**Input material:**

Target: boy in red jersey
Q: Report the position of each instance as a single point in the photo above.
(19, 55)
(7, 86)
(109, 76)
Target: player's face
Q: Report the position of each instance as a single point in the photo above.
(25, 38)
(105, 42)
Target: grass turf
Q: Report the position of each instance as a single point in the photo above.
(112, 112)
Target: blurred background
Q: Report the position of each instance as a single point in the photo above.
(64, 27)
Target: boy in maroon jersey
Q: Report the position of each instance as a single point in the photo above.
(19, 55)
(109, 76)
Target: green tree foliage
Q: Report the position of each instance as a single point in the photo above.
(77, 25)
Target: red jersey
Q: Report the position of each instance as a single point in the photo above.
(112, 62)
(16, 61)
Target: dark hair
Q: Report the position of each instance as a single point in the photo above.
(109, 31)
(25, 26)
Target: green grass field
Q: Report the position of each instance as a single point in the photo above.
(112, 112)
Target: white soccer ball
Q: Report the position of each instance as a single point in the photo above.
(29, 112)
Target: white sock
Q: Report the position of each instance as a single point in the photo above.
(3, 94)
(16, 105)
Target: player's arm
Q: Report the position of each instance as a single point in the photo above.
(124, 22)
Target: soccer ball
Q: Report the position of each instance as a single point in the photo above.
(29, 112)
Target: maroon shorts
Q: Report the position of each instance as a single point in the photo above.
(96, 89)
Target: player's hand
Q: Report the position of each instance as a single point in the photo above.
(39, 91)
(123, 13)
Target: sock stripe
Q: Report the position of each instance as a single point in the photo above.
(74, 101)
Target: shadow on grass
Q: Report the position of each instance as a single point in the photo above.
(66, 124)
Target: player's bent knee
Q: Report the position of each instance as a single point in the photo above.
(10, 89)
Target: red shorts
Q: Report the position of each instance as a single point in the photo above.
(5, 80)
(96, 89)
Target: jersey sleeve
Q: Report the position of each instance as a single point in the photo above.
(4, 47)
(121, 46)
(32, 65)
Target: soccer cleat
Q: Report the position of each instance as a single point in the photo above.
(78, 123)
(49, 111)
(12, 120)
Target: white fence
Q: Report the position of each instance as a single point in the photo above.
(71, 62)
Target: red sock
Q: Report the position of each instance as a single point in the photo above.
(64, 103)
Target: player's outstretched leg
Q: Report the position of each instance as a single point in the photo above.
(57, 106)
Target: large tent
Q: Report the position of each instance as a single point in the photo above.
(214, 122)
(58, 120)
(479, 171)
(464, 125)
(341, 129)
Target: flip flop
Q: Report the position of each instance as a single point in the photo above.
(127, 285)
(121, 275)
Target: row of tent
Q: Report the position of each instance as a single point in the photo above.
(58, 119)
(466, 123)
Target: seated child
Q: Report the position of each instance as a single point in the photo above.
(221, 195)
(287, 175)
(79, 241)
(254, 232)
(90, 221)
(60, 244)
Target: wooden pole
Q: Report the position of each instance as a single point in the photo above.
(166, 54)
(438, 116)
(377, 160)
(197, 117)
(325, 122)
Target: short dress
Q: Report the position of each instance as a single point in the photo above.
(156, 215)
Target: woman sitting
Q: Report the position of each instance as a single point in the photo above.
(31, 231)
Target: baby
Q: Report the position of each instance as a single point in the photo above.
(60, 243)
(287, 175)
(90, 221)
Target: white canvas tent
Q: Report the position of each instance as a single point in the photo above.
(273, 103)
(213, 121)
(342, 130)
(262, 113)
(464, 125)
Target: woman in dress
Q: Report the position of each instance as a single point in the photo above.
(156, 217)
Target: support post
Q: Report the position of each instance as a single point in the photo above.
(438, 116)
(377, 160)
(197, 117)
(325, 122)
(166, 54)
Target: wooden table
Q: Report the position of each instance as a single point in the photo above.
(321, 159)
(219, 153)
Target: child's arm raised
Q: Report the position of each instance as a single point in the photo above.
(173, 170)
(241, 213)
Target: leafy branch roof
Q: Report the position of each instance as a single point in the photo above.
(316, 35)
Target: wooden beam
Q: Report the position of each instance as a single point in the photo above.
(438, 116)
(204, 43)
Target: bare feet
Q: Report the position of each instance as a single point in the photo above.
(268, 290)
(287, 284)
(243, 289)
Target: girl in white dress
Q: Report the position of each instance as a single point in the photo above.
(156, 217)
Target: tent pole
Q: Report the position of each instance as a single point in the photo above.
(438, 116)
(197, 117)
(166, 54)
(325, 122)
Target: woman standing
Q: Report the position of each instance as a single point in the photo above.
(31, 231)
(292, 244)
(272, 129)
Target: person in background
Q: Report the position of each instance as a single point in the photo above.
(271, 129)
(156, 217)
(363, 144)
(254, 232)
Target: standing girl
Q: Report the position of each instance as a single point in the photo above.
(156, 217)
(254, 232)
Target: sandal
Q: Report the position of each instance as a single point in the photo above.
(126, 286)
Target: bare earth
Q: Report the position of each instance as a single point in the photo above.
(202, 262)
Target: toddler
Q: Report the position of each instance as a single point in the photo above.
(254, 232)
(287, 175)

**Exercise requirements:** Reproduce the material above from the line that contains "Target: sandal" through its final line, requests included, and scale every point coordinate in the answers by 1.7, rounding to whole numbers with halves rounded up. Leave all other text unchanged and output only those lines.

**Complete output:**
Target: sandal
Q: Report the position of each instance as a single point in the photo above.
(214, 486)
Target: bare earth
Q: Report the position of each instance as a single point in the photo above.
(343, 445)
Target: toddler
Q: Report the position of each instance as a single point in the photo above.
(432, 394)
(488, 298)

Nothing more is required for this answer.